> [EXERCISE INSTRUCTIONS]
Count the lines of the rows below that contain the string "door", treating case as significant, and give only that number.

Records from a point-labeling set:
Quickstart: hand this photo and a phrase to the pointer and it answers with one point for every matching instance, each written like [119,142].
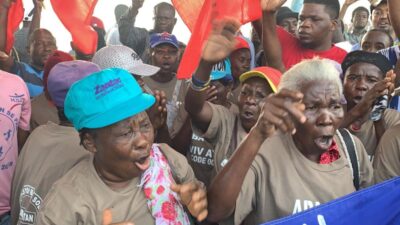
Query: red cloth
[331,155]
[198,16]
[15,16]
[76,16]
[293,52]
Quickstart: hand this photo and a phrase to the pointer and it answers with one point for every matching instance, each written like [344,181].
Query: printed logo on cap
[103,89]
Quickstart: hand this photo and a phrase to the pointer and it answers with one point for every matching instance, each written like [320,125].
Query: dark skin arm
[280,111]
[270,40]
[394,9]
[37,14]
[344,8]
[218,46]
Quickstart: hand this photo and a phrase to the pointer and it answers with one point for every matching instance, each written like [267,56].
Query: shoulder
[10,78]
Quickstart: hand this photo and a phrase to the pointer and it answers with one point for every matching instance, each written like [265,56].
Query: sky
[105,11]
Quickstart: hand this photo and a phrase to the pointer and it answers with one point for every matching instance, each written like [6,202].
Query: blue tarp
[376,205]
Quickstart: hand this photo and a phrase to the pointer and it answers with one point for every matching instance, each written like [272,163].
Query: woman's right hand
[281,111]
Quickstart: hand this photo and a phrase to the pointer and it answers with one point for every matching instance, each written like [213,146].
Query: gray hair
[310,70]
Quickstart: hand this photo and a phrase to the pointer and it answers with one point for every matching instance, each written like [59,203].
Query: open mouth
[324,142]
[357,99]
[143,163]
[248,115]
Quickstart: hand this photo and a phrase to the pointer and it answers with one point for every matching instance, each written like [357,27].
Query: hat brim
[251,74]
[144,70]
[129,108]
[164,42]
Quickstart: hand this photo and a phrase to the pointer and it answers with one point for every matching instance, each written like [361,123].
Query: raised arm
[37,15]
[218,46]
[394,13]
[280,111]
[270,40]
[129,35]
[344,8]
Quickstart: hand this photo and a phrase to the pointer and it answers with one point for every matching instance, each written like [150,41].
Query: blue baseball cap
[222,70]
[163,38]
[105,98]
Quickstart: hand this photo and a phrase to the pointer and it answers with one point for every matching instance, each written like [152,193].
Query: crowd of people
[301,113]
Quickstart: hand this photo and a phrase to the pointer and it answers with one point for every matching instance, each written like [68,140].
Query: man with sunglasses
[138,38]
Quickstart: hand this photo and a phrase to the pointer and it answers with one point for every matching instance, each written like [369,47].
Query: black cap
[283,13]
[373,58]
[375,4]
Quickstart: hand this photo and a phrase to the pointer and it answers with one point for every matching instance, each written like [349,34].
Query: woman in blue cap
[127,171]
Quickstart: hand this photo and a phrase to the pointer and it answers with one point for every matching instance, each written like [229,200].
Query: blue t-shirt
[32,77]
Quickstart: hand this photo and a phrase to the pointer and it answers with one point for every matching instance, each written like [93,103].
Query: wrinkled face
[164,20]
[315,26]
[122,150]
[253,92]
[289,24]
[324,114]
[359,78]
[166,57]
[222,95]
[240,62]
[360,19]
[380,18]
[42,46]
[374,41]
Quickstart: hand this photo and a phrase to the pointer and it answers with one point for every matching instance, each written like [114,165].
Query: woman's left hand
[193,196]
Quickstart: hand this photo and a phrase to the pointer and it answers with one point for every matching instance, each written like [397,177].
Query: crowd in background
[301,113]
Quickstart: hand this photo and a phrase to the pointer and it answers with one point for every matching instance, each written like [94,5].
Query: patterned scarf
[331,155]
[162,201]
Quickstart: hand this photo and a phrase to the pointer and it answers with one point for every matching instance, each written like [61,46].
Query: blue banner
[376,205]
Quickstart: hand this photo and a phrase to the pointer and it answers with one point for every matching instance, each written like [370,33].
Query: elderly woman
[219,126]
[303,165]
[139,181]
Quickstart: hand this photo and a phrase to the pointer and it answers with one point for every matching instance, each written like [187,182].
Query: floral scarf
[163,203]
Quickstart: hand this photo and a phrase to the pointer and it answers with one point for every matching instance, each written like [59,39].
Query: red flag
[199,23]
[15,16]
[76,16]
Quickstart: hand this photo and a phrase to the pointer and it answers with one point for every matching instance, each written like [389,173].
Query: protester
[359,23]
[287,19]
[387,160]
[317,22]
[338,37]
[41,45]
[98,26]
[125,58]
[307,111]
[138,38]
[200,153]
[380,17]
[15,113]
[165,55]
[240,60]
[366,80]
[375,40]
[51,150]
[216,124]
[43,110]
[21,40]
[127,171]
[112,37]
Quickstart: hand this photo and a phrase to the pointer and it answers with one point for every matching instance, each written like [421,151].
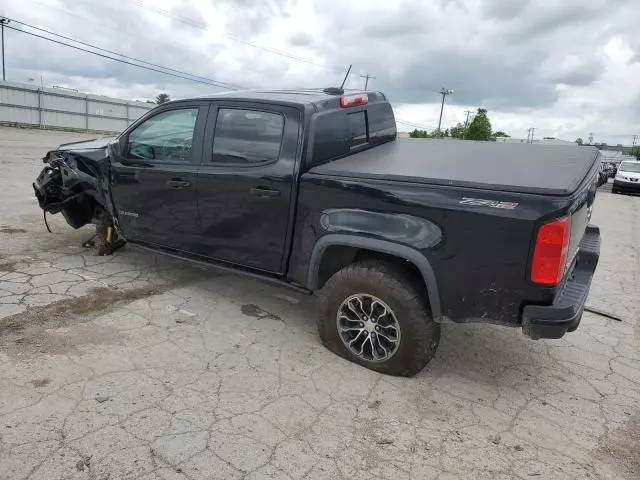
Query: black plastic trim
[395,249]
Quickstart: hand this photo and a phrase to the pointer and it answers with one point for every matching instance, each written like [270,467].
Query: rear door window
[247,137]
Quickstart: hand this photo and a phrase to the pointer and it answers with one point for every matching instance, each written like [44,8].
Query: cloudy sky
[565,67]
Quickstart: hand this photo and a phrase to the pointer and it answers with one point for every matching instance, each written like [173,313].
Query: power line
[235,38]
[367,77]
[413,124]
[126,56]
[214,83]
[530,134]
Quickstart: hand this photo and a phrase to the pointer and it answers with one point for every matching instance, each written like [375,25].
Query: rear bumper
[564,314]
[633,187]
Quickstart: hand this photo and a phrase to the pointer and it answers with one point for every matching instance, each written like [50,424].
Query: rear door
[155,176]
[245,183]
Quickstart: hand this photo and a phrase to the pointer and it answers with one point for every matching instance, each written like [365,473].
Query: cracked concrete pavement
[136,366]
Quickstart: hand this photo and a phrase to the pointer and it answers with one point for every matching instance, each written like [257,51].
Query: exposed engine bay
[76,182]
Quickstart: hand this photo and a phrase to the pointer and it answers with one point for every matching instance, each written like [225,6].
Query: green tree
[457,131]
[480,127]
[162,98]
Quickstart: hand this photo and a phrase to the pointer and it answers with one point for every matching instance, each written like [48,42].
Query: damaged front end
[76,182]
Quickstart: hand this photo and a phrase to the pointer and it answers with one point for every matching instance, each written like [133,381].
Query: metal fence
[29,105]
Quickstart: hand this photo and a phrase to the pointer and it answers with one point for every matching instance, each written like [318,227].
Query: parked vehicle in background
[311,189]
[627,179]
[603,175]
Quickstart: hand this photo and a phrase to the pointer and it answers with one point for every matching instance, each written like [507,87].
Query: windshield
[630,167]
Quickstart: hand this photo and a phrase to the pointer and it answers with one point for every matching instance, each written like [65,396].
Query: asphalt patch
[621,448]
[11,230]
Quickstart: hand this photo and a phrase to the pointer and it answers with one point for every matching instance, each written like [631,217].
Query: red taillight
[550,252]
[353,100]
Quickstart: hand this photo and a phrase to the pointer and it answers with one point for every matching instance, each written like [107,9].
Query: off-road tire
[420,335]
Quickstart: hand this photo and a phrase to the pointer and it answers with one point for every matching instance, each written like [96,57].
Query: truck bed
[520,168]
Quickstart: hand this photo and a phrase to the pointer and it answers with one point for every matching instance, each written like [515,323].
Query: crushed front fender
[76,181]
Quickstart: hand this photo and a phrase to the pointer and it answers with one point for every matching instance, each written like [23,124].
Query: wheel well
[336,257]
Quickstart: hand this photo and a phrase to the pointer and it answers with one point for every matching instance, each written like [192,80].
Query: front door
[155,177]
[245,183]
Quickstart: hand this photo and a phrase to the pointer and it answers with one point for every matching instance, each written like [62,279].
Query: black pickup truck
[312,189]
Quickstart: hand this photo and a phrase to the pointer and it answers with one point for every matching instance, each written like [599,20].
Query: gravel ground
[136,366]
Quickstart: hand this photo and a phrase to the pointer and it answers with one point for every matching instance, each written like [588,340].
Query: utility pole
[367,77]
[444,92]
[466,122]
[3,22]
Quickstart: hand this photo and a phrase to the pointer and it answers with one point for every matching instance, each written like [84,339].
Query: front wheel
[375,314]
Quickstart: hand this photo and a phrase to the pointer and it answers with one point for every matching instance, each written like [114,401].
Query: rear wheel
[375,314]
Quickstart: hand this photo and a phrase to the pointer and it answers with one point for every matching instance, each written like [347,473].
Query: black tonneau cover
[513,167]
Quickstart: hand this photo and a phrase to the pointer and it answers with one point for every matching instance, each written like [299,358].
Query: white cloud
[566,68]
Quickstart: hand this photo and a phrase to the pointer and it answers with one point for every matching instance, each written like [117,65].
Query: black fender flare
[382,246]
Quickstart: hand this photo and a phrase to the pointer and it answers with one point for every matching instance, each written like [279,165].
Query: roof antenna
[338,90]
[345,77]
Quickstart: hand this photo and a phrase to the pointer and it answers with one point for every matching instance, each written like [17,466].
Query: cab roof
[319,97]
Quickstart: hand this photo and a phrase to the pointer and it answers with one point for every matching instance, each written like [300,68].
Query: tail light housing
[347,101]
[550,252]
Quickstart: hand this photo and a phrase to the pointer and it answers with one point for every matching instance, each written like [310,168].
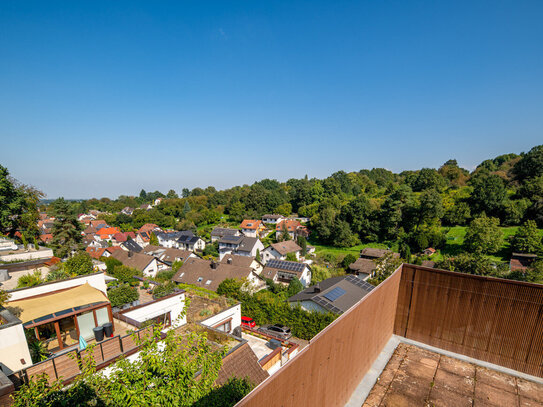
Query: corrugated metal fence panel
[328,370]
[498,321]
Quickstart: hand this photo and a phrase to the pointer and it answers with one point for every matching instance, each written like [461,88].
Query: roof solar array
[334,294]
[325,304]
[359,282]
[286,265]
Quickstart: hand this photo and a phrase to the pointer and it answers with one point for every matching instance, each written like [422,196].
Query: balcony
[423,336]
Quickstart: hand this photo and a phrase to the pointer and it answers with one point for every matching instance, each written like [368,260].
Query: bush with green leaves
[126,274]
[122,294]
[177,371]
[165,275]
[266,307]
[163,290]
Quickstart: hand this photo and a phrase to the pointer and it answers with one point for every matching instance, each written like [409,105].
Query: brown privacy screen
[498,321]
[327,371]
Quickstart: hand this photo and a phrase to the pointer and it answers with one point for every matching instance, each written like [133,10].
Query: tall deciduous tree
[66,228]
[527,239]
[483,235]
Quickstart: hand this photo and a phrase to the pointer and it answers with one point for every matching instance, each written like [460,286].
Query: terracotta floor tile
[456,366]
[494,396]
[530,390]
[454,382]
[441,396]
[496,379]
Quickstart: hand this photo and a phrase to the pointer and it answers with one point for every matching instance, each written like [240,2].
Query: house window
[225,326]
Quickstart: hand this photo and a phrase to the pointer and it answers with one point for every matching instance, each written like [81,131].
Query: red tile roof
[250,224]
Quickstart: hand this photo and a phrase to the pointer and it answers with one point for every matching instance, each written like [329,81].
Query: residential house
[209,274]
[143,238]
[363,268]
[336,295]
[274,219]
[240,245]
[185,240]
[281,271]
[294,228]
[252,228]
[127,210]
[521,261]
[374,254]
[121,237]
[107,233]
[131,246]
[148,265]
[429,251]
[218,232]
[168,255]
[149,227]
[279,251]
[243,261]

---

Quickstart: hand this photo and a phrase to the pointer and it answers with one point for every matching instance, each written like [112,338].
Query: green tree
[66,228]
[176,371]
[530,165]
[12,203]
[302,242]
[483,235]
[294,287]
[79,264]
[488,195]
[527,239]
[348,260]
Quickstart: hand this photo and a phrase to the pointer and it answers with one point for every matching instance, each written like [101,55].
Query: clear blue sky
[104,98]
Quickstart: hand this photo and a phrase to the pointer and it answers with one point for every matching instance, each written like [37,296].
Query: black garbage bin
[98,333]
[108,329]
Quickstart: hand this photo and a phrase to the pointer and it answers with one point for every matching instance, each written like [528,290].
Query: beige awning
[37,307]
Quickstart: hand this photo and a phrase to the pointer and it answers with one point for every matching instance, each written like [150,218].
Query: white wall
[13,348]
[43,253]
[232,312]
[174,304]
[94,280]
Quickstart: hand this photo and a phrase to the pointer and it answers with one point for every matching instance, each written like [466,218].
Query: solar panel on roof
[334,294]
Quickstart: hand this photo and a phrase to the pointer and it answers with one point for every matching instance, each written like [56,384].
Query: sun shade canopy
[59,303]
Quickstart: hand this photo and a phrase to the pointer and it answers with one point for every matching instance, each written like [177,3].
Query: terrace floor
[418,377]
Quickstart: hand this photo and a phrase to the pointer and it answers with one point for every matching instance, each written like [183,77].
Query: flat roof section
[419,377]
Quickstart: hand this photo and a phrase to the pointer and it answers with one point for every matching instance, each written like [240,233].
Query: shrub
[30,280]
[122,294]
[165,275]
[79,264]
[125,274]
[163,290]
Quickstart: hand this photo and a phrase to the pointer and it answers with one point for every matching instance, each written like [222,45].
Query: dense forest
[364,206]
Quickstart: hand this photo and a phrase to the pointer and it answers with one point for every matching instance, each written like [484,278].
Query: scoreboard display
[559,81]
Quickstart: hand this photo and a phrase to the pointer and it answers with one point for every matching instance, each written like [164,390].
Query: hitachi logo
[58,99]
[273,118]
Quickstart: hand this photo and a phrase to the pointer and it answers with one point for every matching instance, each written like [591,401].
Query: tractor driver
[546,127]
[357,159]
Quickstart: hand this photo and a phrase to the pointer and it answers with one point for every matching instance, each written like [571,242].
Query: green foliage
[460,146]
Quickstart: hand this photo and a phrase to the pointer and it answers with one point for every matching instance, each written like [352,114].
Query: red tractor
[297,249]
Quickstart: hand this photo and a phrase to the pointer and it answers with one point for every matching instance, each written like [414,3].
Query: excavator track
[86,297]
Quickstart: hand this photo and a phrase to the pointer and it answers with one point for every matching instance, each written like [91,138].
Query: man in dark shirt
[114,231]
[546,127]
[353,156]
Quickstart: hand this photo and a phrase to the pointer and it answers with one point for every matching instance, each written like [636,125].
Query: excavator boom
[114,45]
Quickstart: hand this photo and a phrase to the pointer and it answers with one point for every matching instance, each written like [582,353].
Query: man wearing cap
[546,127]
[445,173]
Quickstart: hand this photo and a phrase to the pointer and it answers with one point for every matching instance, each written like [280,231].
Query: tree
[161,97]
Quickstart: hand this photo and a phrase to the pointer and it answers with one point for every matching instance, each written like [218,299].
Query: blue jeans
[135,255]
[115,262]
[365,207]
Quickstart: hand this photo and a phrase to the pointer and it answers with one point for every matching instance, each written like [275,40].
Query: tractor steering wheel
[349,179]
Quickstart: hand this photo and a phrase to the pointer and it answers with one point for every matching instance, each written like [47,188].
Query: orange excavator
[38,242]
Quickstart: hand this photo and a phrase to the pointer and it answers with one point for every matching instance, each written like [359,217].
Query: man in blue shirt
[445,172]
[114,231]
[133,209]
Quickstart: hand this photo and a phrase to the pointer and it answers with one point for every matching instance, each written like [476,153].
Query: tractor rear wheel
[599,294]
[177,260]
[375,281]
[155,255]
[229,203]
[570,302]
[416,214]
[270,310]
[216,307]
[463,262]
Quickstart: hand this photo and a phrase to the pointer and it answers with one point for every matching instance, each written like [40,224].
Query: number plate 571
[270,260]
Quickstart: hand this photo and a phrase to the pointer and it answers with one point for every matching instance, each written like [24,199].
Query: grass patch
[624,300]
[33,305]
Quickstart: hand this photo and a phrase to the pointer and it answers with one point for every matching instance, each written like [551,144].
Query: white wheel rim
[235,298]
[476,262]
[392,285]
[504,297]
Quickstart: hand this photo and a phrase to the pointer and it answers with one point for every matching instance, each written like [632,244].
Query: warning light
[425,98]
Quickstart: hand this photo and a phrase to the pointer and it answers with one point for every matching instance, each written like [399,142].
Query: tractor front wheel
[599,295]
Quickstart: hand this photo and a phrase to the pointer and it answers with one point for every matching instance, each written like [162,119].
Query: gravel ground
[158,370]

> [WRITTEN SOLUTION]
3